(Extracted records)
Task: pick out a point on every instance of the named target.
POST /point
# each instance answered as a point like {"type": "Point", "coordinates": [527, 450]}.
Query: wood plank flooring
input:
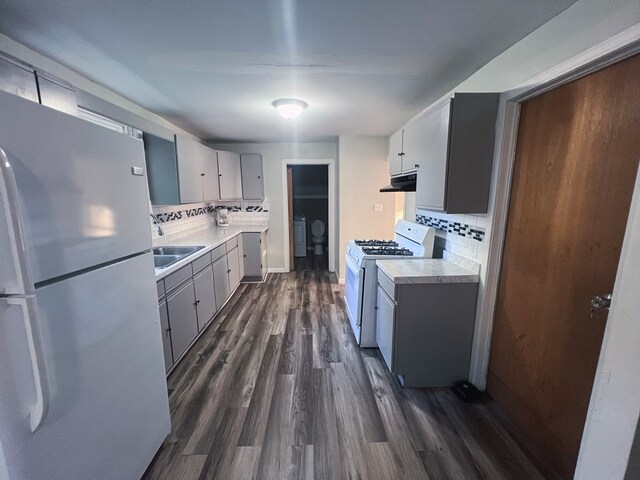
{"type": "Point", "coordinates": [277, 388]}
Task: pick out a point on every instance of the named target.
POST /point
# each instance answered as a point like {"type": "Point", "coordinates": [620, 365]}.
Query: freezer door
{"type": "Point", "coordinates": [108, 407]}
{"type": "Point", "coordinates": [82, 188]}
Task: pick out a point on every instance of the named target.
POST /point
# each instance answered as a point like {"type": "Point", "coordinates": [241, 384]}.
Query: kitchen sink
{"type": "Point", "coordinates": [182, 251]}
{"type": "Point", "coordinates": [163, 261]}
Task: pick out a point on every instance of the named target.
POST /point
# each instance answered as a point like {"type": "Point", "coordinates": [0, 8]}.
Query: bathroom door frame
{"type": "Point", "coordinates": [332, 205]}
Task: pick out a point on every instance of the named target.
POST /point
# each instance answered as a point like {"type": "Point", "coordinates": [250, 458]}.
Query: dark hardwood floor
{"type": "Point", "coordinates": [278, 389]}
{"type": "Point", "coordinates": [311, 262]}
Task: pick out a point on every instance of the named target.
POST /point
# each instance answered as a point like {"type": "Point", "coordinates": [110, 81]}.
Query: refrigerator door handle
{"type": "Point", "coordinates": [29, 311]}
{"type": "Point", "coordinates": [14, 267]}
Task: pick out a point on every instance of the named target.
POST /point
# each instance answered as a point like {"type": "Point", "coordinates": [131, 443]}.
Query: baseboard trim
{"type": "Point", "coordinates": [277, 270]}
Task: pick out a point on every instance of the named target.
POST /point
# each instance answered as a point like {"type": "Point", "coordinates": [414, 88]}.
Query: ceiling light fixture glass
{"type": "Point", "coordinates": [289, 107]}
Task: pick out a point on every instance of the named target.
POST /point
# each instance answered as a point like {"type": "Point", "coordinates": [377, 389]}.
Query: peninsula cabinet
{"type": "Point", "coordinates": [454, 145]}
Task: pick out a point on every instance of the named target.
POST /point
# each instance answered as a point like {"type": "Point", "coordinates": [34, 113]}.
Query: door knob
{"type": "Point", "coordinates": [599, 302]}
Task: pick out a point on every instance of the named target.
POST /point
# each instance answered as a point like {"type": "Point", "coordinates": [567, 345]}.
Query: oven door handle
{"type": "Point", "coordinates": [351, 265]}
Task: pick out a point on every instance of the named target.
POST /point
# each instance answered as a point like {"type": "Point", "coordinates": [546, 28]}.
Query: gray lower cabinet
{"type": "Point", "coordinates": [181, 306]}
{"type": "Point", "coordinates": [254, 255]}
{"type": "Point", "coordinates": [229, 176]}
{"type": "Point", "coordinates": [166, 335]}
{"type": "Point", "coordinates": [386, 317]}
{"type": "Point", "coordinates": [233, 261]}
{"type": "Point", "coordinates": [194, 294]}
{"type": "Point", "coordinates": [221, 280]}
{"type": "Point", "coordinates": [252, 183]}
{"type": "Point", "coordinates": [205, 296]}
{"type": "Point", "coordinates": [425, 331]}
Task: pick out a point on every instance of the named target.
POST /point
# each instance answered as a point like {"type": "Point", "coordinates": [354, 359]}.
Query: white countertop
{"type": "Point", "coordinates": [425, 270]}
{"type": "Point", "coordinates": [210, 238]}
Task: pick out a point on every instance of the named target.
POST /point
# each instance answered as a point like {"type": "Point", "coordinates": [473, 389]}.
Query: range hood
{"type": "Point", "coordinates": [402, 183]}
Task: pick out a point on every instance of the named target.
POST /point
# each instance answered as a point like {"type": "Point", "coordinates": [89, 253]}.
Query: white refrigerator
{"type": "Point", "coordinates": [83, 393]}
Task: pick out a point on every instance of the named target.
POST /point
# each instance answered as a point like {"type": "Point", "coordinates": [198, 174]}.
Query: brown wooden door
{"type": "Point", "coordinates": [290, 207]}
{"type": "Point", "coordinates": [576, 162]}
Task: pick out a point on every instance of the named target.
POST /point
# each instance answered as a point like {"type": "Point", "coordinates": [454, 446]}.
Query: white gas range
{"type": "Point", "coordinates": [412, 240]}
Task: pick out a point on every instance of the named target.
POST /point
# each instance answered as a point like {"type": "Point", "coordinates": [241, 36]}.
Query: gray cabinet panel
{"type": "Point", "coordinates": [162, 170]}
{"type": "Point", "coordinates": [18, 80]}
{"type": "Point", "coordinates": [252, 254]}
{"type": "Point", "coordinates": [58, 96]}
{"type": "Point", "coordinates": [395, 153]}
{"type": "Point", "coordinates": [229, 176]}
{"type": "Point", "coordinates": [427, 347]}
{"type": "Point", "coordinates": [385, 324]}
{"type": "Point", "coordinates": [233, 260]}
{"type": "Point", "coordinates": [457, 157]}
{"type": "Point", "coordinates": [189, 156]}
{"type": "Point", "coordinates": [210, 185]}
{"type": "Point", "coordinates": [252, 181]}
{"type": "Point", "coordinates": [221, 280]}
{"type": "Point", "coordinates": [166, 335]}
{"type": "Point", "coordinates": [241, 256]}
{"type": "Point", "coordinates": [182, 318]}
{"type": "Point", "coordinates": [263, 253]}
{"type": "Point", "coordinates": [205, 296]}
{"type": "Point", "coordinates": [433, 143]}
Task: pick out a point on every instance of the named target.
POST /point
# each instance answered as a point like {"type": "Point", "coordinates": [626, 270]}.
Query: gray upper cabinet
{"type": "Point", "coordinates": [190, 161]}
{"type": "Point", "coordinates": [252, 182]}
{"type": "Point", "coordinates": [395, 153]}
{"type": "Point", "coordinates": [18, 80]}
{"type": "Point", "coordinates": [162, 170]}
{"type": "Point", "coordinates": [183, 171]}
{"type": "Point", "coordinates": [229, 176]}
{"type": "Point", "coordinates": [454, 145]}
{"type": "Point", "coordinates": [55, 93]}
{"type": "Point", "coordinates": [209, 175]}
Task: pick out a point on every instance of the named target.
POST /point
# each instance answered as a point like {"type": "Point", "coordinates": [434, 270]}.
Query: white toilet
{"type": "Point", "coordinates": [317, 236]}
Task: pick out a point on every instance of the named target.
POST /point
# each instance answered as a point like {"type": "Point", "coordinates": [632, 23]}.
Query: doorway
{"type": "Point", "coordinates": [309, 203]}
{"type": "Point", "coordinates": [309, 197]}
{"type": "Point", "coordinates": [575, 168]}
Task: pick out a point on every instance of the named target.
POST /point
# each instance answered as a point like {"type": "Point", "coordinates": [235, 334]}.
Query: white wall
{"type": "Point", "coordinates": [363, 171]}
{"type": "Point", "coordinates": [48, 65]}
{"type": "Point", "coordinates": [272, 156]}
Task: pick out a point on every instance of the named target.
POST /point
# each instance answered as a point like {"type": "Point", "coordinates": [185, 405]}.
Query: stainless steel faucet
{"type": "Point", "coordinates": [157, 220]}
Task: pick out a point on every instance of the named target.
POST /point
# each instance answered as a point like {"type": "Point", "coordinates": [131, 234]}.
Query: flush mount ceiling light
{"type": "Point", "coordinates": [289, 107]}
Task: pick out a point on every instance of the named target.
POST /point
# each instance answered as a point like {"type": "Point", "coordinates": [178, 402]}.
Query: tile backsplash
{"type": "Point", "coordinates": [179, 220]}
{"type": "Point", "coordinates": [461, 234]}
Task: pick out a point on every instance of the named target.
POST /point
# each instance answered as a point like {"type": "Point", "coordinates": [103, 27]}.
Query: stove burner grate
{"type": "Point", "coordinates": [404, 252]}
{"type": "Point", "coordinates": [376, 243]}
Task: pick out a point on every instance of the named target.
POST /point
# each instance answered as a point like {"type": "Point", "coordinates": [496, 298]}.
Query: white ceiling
{"type": "Point", "coordinates": [214, 67]}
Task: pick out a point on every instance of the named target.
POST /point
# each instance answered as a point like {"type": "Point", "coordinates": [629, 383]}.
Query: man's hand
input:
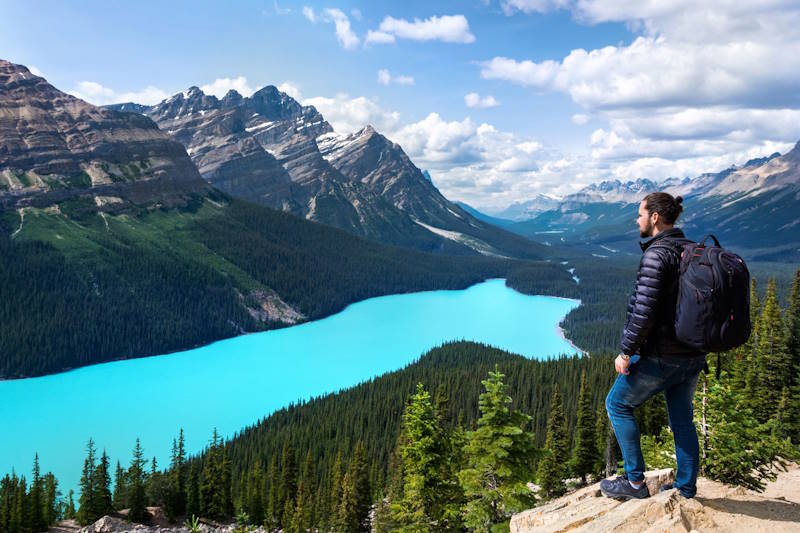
{"type": "Point", "coordinates": [621, 364]}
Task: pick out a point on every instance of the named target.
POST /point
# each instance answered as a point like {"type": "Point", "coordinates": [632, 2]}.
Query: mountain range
{"type": "Point", "coordinates": [751, 208]}
{"type": "Point", "coordinates": [113, 245]}
{"type": "Point", "coordinates": [268, 148]}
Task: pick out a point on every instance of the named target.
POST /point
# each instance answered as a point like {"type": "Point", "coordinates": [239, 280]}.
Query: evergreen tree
{"type": "Point", "coordinates": [745, 356]}
{"type": "Point", "coordinates": [87, 505]}
{"type": "Point", "coordinates": [36, 516]}
{"type": "Point", "coordinates": [52, 494]}
{"type": "Point", "coordinates": [499, 454]}
{"type": "Point", "coordinates": [193, 507]}
{"type": "Point", "coordinates": [353, 515]}
{"type": "Point", "coordinates": [584, 451]}
{"type": "Point", "coordinates": [101, 488]}
{"type": "Point", "coordinates": [551, 472]}
{"type": "Point", "coordinates": [429, 501]}
{"type": "Point", "coordinates": [288, 482]}
{"type": "Point", "coordinates": [137, 479]}
{"type": "Point", "coordinates": [69, 512]}
{"type": "Point", "coordinates": [739, 450]}
{"type": "Point", "coordinates": [773, 360]}
{"type": "Point", "coordinates": [273, 493]}
{"type": "Point", "coordinates": [119, 498]}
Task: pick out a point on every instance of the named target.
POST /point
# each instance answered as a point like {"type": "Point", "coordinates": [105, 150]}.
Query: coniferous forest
{"type": "Point", "coordinates": [412, 448]}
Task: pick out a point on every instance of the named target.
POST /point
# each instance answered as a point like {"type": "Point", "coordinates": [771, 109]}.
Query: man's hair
{"type": "Point", "coordinates": [667, 207]}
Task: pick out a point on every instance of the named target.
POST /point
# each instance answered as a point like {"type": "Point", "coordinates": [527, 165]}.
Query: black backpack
{"type": "Point", "coordinates": [712, 313]}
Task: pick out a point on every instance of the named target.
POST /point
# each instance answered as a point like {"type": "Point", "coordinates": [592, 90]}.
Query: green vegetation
{"type": "Point", "coordinates": [78, 287]}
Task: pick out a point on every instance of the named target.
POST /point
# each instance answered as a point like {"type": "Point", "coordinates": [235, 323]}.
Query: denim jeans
{"type": "Point", "coordinates": [677, 378]}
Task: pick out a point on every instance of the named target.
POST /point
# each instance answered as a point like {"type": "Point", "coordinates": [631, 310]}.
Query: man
{"type": "Point", "coordinates": [651, 359]}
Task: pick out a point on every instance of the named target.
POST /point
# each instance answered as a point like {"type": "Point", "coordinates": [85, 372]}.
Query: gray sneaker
{"type": "Point", "coordinates": [620, 489]}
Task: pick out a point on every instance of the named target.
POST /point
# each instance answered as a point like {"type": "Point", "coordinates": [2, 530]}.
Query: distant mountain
{"type": "Point", "coordinates": [54, 146]}
{"type": "Point", "coordinates": [113, 246]}
{"type": "Point", "coordinates": [528, 209]}
{"type": "Point", "coordinates": [270, 149]}
{"type": "Point", "coordinates": [751, 208]}
{"type": "Point", "coordinates": [499, 222]}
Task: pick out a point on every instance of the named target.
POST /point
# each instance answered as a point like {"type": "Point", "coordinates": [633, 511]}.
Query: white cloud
{"type": "Point", "coordinates": [705, 84]}
{"type": "Point", "coordinates": [280, 10]}
{"type": "Point", "coordinates": [348, 114]}
{"type": "Point", "coordinates": [474, 100]}
{"type": "Point", "coordinates": [221, 86]}
{"type": "Point", "coordinates": [379, 37]}
{"type": "Point", "coordinates": [447, 28]}
{"type": "Point", "coordinates": [385, 78]}
{"type": "Point", "coordinates": [97, 94]}
{"type": "Point", "coordinates": [344, 34]}
{"type": "Point", "coordinates": [290, 89]}
{"type": "Point", "coordinates": [580, 118]}
{"type": "Point", "coordinates": [532, 6]}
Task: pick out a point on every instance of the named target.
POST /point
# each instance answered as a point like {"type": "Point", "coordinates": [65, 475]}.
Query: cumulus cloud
{"type": "Point", "coordinates": [97, 94]}
{"type": "Point", "coordinates": [474, 100]}
{"type": "Point", "coordinates": [221, 86]}
{"type": "Point", "coordinates": [386, 78]}
{"type": "Point", "coordinates": [447, 28]}
{"type": "Point", "coordinates": [704, 84]}
{"type": "Point", "coordinates": [290, 89]}
{"type": "Point", "coordinates": [344, 33]}
{"type": "Point", "coordinates": [347, 114]}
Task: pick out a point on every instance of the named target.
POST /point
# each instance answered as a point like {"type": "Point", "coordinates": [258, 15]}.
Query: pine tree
{"type": "Point", "coordinates": [288, 482]}
{"type": "Point", "coordinates": [584, 452]}
{"type": "Point", "coordinates": [137, 479]}
{"type": "Point", "coordinates": [52, 496]}
{"type": "Point", "coordinates": [551, 472]}
{"type": "Point", "coordinates": [429, 502]}
{"type": "Point", "coordinates": [745, 356]}
{"type": "Point", "coordinates": [273, 493]}
{"type": "Point", "coordinates": [193, 507]}
{"type": "Point", "coordinates": [499, 457]}
{"type": "Point", "coordinates": [86, 510]}
{"type": "Point", "coordinates": [69, 512]}
{"type": "Point", "coordinates": [739, 450]}
{"type": "Point", "coordinates": [36, 517]}
{"type": "Point", "coordinates": [773, 359]}
{"type": "Point", "coordinates": [120, 497]}
{"type": "Point", "coordinates": [353, 515]}
{"type": "Point", "coordinates": [101, 488]}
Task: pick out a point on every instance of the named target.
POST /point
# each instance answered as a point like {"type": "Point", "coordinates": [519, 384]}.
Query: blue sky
{"type": "Point", "coordinates": [562, 92]}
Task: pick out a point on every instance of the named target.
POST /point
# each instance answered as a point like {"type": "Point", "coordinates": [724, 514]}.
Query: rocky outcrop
{"type": "Point", "coordinates": [716, 508]}
{"type": "Point", "coordinates": [54, 146]}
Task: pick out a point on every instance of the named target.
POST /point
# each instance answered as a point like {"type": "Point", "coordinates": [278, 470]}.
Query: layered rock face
{"type": "Point", "coordinates": [716, 507]}
{"type": "Point", "coordinates": [269, 149]}
{"type": "Point", "coordinates": [54, 146]}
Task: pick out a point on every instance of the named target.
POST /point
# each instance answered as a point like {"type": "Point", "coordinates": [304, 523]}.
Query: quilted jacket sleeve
{"type": "Point", "coordinates": [650, 283]}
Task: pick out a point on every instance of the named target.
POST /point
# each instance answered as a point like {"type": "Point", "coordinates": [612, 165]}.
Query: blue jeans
{"type": "Point", "coordinates": [648, 376]}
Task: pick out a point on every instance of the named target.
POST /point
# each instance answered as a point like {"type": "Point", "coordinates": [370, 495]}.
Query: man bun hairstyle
{"type": "Point", "coordinates": [668, 207]}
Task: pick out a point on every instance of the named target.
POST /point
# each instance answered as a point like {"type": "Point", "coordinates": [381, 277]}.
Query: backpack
{"type": "Point", "coordinates": [712, 312]}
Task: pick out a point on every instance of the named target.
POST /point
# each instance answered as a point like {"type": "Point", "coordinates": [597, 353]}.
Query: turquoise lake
{"type": "Point", "coordinates": [235, 382]}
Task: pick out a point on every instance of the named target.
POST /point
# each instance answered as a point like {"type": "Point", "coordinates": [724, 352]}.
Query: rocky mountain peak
{"type": "Point", "coordinates": [54, 146]}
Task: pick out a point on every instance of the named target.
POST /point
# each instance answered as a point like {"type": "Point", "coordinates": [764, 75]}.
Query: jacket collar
{"type": "Point", "coordinates": [675, 233]}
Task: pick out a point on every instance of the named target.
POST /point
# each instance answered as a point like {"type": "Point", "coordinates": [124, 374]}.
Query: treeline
{"type": "Point", "coordinates": [30, 508]}
{"type": "Point", "coordinates": [74, 292]}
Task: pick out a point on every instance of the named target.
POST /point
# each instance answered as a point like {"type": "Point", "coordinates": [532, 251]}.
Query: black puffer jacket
{"type": "Point", "coordinates": [650, 326]}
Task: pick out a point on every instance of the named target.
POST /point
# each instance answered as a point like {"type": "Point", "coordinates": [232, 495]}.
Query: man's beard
{"type": "Point", "coordinates": [646, 231]}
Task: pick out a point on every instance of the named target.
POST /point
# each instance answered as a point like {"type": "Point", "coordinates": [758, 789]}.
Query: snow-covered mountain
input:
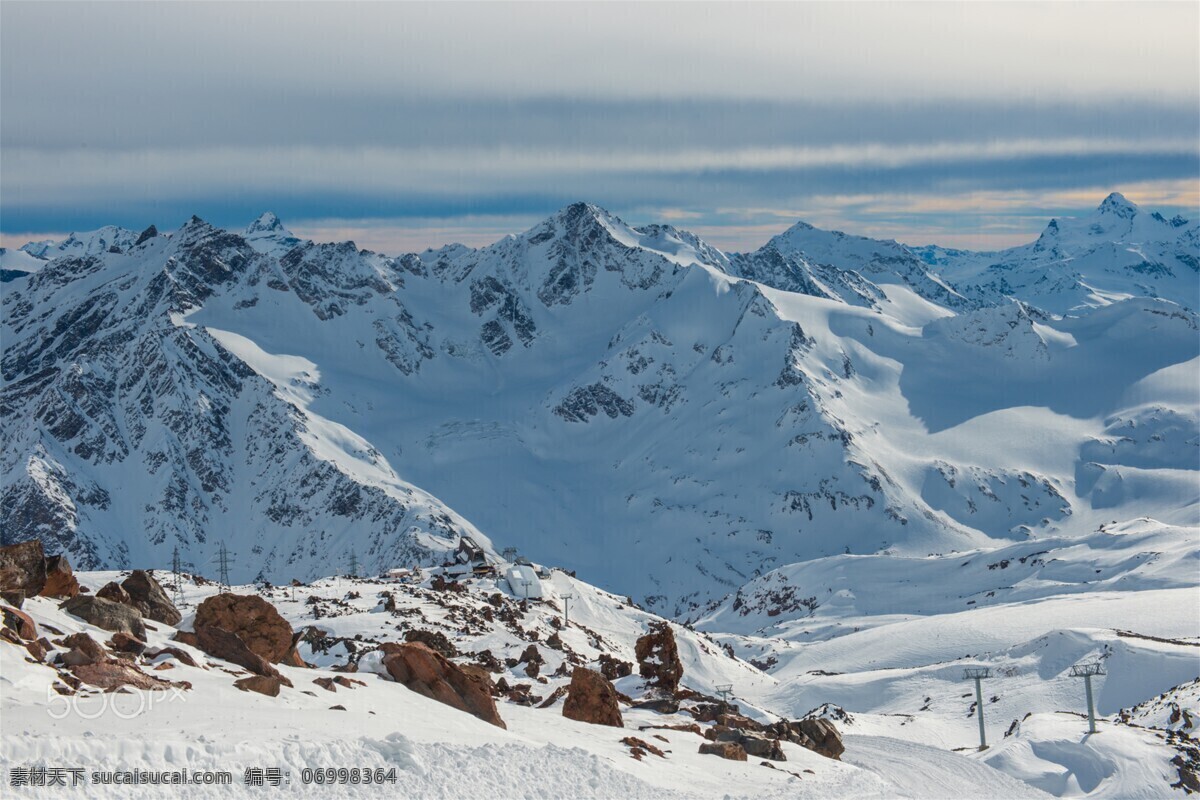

## To be done
Tally the lines in the listing that contain the word "range", with case counting, and reply with the number alone.

## Full output
3